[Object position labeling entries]
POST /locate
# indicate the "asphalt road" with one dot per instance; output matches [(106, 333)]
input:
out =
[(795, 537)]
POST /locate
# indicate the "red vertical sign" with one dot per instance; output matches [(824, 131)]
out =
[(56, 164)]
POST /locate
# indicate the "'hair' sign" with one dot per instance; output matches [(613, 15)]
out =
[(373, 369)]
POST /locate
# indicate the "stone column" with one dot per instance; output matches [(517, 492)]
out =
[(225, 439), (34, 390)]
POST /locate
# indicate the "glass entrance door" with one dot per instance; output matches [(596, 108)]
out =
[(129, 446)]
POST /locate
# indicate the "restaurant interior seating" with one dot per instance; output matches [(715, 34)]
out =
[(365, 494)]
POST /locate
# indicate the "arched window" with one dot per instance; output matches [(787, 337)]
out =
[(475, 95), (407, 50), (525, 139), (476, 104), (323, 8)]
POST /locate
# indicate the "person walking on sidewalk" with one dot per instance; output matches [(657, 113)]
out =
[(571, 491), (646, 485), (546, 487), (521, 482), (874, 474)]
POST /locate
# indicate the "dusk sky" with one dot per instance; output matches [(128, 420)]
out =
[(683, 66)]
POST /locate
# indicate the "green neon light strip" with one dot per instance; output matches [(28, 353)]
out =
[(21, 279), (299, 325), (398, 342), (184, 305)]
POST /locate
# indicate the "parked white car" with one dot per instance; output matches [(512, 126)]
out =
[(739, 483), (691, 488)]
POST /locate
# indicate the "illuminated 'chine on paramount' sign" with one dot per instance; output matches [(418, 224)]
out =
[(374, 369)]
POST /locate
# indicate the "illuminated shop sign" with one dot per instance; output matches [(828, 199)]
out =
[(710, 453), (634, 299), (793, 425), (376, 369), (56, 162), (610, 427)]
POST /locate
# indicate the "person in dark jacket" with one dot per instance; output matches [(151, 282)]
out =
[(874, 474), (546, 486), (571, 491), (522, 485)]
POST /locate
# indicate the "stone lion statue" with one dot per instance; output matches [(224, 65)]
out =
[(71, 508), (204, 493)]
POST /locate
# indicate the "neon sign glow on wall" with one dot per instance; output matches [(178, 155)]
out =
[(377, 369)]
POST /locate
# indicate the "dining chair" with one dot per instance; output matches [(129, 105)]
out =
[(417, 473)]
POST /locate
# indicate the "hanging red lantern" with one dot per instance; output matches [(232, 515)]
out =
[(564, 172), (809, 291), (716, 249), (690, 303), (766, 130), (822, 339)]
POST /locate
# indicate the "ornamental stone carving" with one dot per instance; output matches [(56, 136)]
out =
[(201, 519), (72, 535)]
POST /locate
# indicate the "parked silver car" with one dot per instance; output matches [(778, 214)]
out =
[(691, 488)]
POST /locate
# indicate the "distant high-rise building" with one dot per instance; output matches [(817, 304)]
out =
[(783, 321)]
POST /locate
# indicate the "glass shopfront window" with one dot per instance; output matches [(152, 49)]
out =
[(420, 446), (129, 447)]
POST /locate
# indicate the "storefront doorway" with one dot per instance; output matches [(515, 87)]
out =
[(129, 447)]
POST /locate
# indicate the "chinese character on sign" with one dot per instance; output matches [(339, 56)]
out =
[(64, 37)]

> _The exercise_: Reproduce all of the material above word for word.

> _Final answer_:
POST /locate
# indicate the "asphalt road" with one dot per instance; output matches [(106, 333)]
input:
out =
[(795, 537)]
POST /locate
# indicate the "red vertical sign" with one dot per instance; output matches [(824, 131)]
out =
[(56, 164)]
POST /locate
# indicate the "'hair' sign" with one dot per instance; output matches [(613, 15)]
out =
[(373, 369)]
POST /locate
# indicate the "stone column" with one dot per instance; output matches [(517, 492)]
out =
[(225, 439), (34, 390)]
POST /locate
# indicate the "glass entrance door" with one dot per instance; output matches [(596, 108)]
out =
[(129, 446)]
POST /locate
# indicate the "restaurant interior seating" with one dot per instance; output matches [(715, 34)]
out =
[(365, 494)]
POST /locate
# indicate the "arched window" with one dot per instance; output matches [(787, 337)]
out =
[(475, 95), (407, 50), (525, 139), (476, 104), (323, 8)]
POST /locate
# indicate the "person walking on sidewalk" with one dot per instance; output matches [(657, 113)]
out =
[(571, 491), (646, 485), (546, 487), (521, 482), (874, 474)]
POST /locate
# indicate the "dusk sky" with one dot per instance; output matches [(128, 420)]
out =
[(683, 66)]
POST /locate
# indicate the "green neon light strip" with one dot per instance; output matches [(28, 353)]
out =
[(21, 279), (299, 325), (398, 342), (184, 305)]
POST /locate
# indicate the "parked white car" with one dot per instance; output matches [(512, 126)]
out =
[(739, 483), (691, 488)]
POST /locate
# indicate the "illuminated 'chine on paramount' sign" with one dot per instance; output matches [(418, 224)]
out =
[(374, 369)]
POST /locate
# indicate the "illuminated shop sign" with one dot per instance; output matches [(828, 199)]
out =
[(710, 453), (634, 299), (793, 425), (376, 369), (56, 162), (610, 427)]
POST /locate
# indicate the "person in dark jacket" with one dot per instance; output matches [(151, 282)]
out =
[(874, 474), (546, 486), (571, 491), (522, 485)]
POST /locate
# indicate the "stone lion statue" with one dot per instance; output matches [(224, 65)]
out =
[(71, 508), (204, 493)]
POST /locate
# indicate the "neon sign glow on wall" with one dot per instance; output matches [(178, 155)]
out =
[(377, 369)]
POST /locate
# indicate the "dining chair" with one dot per instance; output matches [(129, 105)]
out =
[(417, 473)]
POST /locate
# indicate the "hanging red lantern" with one dot per instance; output matches [(232, 515)]
out =
[(564, 172), (809, 291), (716, 249), (690, 303), (766, 130), (822, 339)]
POST /locate
# indicate the "ornamental stone carving" with one dot per instance; output matches [(56, 136)]
out =
[(201, 519), (72, 535)]
POST /locate
# indicate the "parked silver car" with one dot per instance; output matches [(778, 214)]
out =
[(691, 488)]
POST /locate
# indicate the "distant high-rise building" with one dot per instance; output matches [(817, 304)]
out =
[(783, 321)]
POST /locate
# indicate the "glass shopfront window" with one dot per instance; output matches [(152, 49)]
out =
[(420, 446), (129, 447)]
POST /locate
# indicate the "storefront doorway" with one dot per instance; output matches [(515, 87)]
out =
[(129, 447)]
POST /locate
# indicate the "chinese character on sign" with one dot per instance; output matches [(339, 56)]
out =
[(64, 37)]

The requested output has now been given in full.